### TASK REQUIREMENTS
In the listing below, locate the lines bearing the word "instance". Copy every one of them.

### MATERIAL SUPPLIED
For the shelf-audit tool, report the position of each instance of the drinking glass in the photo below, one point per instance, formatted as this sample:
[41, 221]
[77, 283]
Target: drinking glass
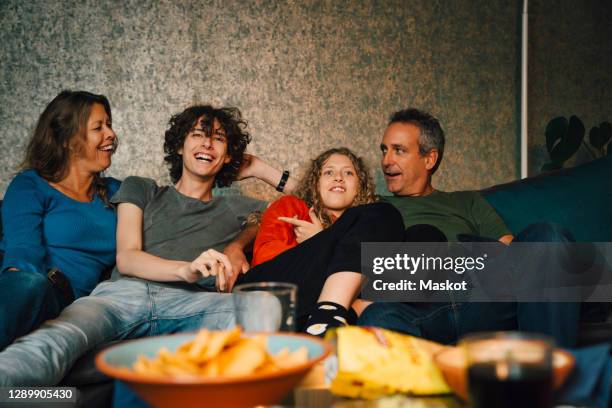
[266, 306]
[509, 369]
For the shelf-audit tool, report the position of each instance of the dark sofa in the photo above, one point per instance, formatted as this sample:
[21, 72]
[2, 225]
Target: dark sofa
[579, 199]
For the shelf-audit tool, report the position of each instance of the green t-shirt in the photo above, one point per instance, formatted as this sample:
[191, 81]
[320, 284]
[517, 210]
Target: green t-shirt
[459, 212]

### RESULT OF THE TASK
For the shelf-audit tool, report the position of each instance of the drinking glass in the photo below, one point per instance, formatted as this sample:
For the shelf-audit tool, report the position of each instance of the dark sofa in the photo above, one point per instance, formatted as this sample:
For the shelf-audit tool, report the position of each instance of the green t-shirt in the photo above, one point per instance, formatted as this sample:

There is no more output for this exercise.